■ **Document extract**:
■ ■ ■ ■
Defining Purchasing Power Parity by Country
Purchasing Power Parity (PPP) by country is defined as comparing the value of a country’s purchasing power with other nations in a specific year. The value of a country’s goods and services is called the GDP or Gross Domestic Product. Its PPP is connected to the exchange rates and how the consequent value compares to goods and services produced by that country.
The PPP, in other words, takes the value of the GDP, applies the current currency exchanges, and then compares one country to another. These values are calculated by adding up the consumption of goods and services by all households in the country, the government, the net exports of the nation, and also the fixed capital formation. So, for example, the United States PPP compared to India’s, for example, is calculated by finding the exact GDP between both countries and then finding an equal dollar value in USD, or United States Denomination.
China is considered to have the highest PPP in the world, despite the fact that it is still a developing nation. That is because, although the majority of its citizens make a very low wage, the economy is larger than any other country. Although today, China may have the largest PPP in the world, it is not by much, and it frequently is just ahead or just behind the United States.
In 2017 for example, China had a PPP of $19.6 trillion USD, while the United States had a PPP of $19.5 trillion USD.
United States’ PPP
The United States is easily one of the most powerful economies in the world and is usually second to China here. In 2022, the United States had a GDP of $25.35 trillion and a PPP that handled over 16 percent of the world’s goods and services.
That was despite a significant downturn in both GDP and PPP for the United States after the COVID-19 pandemic, which resulted in a significant shut down of the economy across the world.
India’s PPP Has Far to Go
India, like China, is still a developing nation but is also the third-largest economy globally when it comes to PPP. This country has approximately 6.7 percent of the world’s GDP, compared to America’s 16 percent.
In some cases, the World Bank has sometimes ranked India above both the United States and China when it came to GDP, but when calculated as PPP, India comes in third place. Behind India, Japan, Germany, and Russia follow in that order when it comes to purchasing power parity by country.
■ ■ ■ ■
■ **Record excerpts**:
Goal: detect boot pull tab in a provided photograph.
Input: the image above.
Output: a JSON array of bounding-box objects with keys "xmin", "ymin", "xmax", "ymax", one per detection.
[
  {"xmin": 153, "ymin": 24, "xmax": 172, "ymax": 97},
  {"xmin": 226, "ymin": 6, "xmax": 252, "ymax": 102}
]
■ ■ ■ ■
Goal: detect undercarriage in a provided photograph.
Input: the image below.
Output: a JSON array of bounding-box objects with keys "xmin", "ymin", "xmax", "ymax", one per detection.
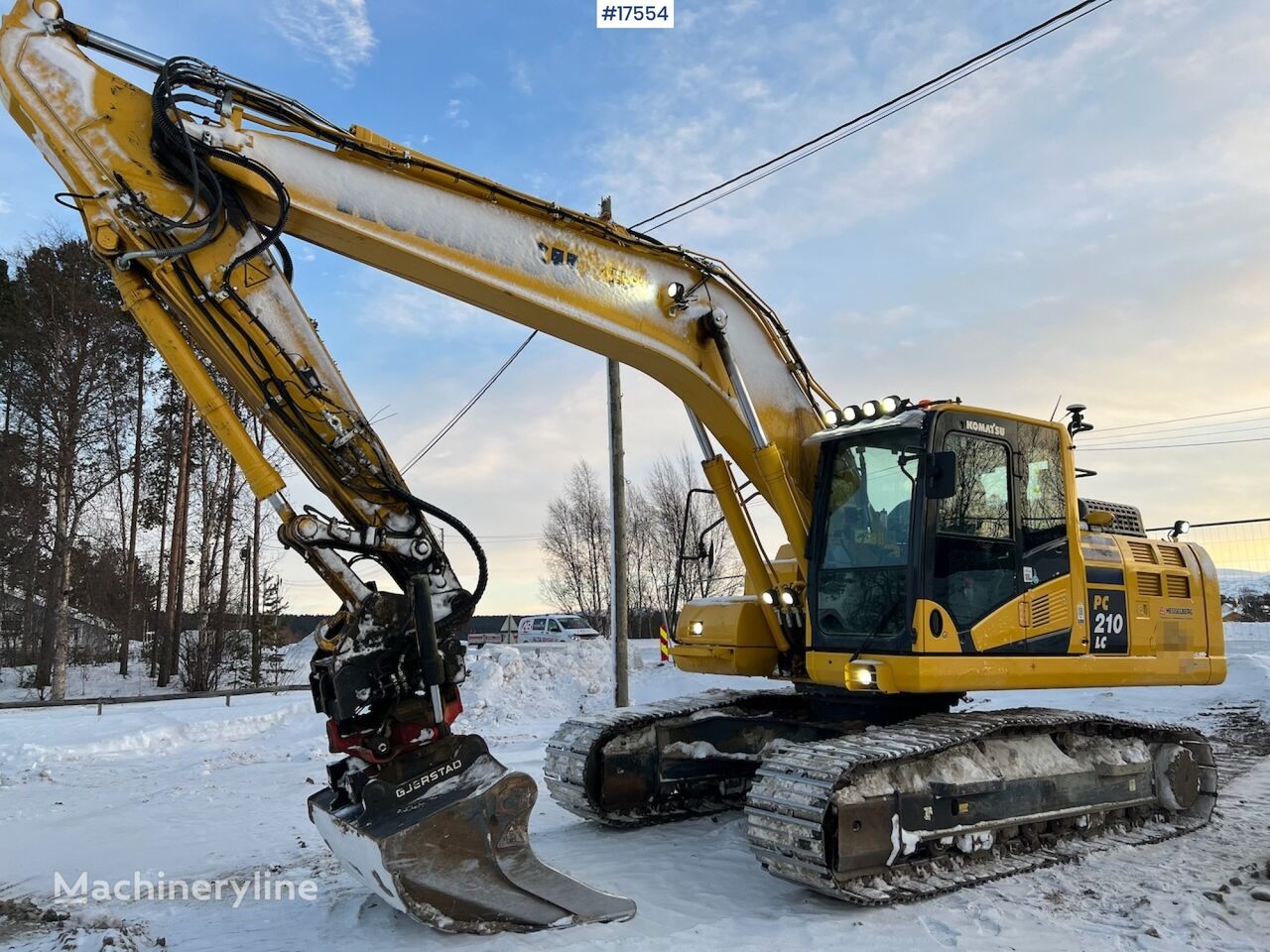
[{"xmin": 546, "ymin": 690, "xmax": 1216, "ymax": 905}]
■ ■ ■ ■
■ **Assigned task 1**:
Copy out the stretch from "That was despite" through "parity by country." from the passage on purchasing power parity.
■ **Assigned task 2**:
Using the passage on purchasing power parity, explain in one to three sentences why China is said to have the highest PPP in the world even though it is still a developing nation.
■ **Assigned task 3**:
Answer these from the passage on purchasing power parity:
(a) What was China's PPP in 2017?
(b) What was the GDP of the United States in 2022?
(c) Which country comes right after India when countries are ranked by purchasing power parity?

■ **Your solution 1**:
That was despite a significant downturn in both GDP and PPP for the United States after the COVID-19 pandemic, which resulted in a significant shut down of the economy across the world.
India’s PPP Has Far to Go
India, like China, is still a developing nation but is also the third-largest economy globally when it comes to PPP. This country has approximately 6.7 percent of the world’s GDP, compared to America’s 16 percent.
In some cases, the World Bank has sometimes ranked India above both the United States and China when it came to GDP, but when calculated as PPP, India comes in third place. Behind India, Japan, Germany, and Russia follow in that order when it comes to purchasing power parity by country.

■ **Your solution 2**:
China's economy is larger than that of any other country. This gives it the highest PPP even though most of its citizens earn a very low wage.

■ **Your solution 3**:
(a) $19.6 trillion USD
(b) $25.35 trillion
(c) Japan